Your objective:
Extract every line starting at the line that contains "Expected behaviour: for every instance of the concrete" and ending with the final line of the data, inclusive; give only those lines, word for word.
### Extracted information
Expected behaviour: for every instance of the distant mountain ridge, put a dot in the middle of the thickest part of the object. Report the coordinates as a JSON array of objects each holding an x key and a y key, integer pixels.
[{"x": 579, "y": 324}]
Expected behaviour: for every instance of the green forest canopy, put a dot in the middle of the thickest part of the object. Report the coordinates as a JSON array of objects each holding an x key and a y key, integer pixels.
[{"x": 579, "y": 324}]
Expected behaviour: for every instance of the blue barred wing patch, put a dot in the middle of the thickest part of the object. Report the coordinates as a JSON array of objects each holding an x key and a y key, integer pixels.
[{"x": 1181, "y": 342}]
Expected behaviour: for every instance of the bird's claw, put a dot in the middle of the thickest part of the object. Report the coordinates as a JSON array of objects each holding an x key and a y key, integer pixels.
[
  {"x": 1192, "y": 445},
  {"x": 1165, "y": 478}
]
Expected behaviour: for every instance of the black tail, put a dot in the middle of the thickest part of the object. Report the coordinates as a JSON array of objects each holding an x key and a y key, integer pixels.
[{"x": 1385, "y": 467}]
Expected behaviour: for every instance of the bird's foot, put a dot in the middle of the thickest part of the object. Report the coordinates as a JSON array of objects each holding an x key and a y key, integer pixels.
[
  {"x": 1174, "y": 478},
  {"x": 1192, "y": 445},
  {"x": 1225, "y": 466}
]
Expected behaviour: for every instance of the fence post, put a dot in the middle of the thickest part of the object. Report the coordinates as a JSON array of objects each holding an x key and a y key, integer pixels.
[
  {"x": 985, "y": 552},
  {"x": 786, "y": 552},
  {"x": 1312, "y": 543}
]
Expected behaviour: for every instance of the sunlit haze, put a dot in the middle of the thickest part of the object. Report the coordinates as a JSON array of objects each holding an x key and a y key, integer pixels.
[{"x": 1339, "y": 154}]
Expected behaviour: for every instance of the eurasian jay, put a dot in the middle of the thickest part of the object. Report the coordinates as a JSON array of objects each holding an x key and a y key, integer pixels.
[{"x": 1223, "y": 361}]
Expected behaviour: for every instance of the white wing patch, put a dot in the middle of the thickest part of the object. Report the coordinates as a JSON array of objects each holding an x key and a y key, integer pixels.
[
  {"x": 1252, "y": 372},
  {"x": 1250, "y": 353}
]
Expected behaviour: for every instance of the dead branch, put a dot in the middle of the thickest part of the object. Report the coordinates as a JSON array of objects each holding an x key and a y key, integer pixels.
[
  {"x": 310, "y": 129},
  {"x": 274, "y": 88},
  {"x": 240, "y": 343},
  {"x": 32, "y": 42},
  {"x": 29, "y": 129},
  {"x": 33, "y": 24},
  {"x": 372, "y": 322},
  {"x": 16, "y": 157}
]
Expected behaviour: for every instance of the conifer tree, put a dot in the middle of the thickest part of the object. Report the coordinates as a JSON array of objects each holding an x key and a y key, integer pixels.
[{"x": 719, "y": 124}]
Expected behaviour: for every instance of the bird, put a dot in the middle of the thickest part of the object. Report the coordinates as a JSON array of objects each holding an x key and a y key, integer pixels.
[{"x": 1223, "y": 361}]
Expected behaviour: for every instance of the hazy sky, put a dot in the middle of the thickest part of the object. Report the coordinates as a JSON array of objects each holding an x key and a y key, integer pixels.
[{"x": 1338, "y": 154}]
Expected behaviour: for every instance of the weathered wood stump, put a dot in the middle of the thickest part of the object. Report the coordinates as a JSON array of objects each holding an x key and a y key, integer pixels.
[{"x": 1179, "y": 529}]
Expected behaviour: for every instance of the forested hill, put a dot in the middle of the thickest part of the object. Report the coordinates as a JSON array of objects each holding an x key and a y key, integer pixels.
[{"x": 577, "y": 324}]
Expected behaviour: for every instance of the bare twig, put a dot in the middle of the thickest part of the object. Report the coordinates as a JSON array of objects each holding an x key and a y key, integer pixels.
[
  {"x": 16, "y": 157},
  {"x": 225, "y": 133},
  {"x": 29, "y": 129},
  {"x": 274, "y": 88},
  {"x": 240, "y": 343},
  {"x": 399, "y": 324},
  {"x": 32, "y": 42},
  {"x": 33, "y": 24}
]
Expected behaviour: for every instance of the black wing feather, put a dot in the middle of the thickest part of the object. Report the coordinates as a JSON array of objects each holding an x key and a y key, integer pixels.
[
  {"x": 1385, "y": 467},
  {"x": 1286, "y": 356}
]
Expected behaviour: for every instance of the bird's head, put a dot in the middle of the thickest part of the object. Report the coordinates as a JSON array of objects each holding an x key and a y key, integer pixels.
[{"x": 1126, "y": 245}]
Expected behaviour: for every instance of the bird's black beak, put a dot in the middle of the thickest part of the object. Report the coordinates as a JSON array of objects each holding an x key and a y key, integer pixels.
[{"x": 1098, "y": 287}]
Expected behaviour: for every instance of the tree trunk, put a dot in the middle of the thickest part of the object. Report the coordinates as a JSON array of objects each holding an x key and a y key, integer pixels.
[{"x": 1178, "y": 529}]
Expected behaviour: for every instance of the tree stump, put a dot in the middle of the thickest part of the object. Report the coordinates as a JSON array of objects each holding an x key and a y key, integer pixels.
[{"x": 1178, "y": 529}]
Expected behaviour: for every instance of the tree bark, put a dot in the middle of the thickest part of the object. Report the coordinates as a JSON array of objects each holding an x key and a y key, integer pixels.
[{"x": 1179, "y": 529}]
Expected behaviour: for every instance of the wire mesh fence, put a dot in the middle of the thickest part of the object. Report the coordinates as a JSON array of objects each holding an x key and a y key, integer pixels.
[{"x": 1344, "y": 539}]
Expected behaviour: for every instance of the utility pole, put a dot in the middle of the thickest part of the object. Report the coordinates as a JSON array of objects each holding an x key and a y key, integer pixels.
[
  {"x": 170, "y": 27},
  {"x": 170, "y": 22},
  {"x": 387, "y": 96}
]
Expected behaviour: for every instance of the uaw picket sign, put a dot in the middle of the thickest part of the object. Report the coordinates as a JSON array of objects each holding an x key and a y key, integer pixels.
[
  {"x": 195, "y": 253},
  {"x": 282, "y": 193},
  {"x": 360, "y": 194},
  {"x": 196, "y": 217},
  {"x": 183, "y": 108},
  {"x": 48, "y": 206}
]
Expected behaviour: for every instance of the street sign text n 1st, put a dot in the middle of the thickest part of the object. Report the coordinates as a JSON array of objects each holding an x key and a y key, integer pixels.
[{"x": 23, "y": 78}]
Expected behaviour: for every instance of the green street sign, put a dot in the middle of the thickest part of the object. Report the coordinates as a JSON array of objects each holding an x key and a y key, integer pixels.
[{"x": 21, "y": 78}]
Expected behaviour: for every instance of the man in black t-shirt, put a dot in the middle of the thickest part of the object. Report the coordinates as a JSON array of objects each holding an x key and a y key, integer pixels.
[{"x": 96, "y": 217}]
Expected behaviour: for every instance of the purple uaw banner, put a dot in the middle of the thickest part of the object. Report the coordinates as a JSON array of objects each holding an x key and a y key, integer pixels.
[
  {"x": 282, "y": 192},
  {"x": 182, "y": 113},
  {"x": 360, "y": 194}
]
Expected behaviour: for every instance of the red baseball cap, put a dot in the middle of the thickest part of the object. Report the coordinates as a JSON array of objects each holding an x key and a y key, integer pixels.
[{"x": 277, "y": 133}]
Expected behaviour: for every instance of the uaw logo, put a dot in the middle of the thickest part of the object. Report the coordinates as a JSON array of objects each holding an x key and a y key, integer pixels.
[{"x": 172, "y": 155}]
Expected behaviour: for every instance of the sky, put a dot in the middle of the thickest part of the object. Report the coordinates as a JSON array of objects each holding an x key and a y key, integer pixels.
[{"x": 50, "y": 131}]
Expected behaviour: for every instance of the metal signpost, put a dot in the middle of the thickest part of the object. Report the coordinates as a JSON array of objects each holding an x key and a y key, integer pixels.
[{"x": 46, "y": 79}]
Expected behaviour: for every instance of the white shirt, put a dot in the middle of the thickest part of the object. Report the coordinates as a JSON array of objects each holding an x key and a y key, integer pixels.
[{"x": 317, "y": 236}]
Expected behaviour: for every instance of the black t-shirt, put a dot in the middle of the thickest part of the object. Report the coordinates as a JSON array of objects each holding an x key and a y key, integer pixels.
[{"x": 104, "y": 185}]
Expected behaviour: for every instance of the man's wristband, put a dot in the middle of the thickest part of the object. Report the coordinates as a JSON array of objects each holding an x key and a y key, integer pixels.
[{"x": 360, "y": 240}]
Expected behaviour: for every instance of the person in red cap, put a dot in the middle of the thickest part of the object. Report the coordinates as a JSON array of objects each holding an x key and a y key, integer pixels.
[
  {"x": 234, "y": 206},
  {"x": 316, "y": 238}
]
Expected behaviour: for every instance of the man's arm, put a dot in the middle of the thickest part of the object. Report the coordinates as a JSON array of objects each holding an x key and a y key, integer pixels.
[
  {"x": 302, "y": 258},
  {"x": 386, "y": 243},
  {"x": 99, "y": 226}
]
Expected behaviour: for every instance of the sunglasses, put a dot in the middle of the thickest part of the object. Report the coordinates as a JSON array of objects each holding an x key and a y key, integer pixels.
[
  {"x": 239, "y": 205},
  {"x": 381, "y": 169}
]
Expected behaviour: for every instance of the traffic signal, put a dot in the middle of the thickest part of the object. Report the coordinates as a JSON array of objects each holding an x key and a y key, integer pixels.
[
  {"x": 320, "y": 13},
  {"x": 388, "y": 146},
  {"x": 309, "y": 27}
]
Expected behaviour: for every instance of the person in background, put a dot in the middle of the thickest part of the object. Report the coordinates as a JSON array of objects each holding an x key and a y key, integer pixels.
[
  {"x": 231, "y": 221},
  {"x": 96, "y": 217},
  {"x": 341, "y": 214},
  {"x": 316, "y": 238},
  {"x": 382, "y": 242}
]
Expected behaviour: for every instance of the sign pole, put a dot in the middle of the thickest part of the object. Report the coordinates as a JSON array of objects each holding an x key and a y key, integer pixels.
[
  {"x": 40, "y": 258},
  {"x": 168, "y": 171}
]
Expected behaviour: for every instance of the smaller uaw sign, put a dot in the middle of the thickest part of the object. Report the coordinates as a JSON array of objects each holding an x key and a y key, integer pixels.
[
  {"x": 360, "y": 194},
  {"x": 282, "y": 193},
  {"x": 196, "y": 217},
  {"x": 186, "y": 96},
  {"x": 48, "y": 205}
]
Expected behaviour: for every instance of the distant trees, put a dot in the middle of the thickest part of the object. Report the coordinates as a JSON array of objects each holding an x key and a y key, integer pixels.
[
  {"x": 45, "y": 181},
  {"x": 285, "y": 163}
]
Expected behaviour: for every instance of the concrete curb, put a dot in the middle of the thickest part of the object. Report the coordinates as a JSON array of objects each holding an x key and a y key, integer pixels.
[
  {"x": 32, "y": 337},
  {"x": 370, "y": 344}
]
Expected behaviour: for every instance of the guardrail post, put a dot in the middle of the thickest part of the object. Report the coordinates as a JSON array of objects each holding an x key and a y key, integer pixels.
######
In response:
Expected behaviour: for every instance of the concrete curb, put a dot in the middle of the thickest part of the object. Report the coordinates as a JSON array of objects each holding an x key and a y key, integer pixels.
[
  {"x": 32, "y": 337},
  {"x": 370, "y": 344}
]
Expected behaviour: for every instance of the guardrail post, put a dot in the middle of the thickest part of the object. Report the coordinates as a JSON array of objects each holding an x key and a y key, integer pixels.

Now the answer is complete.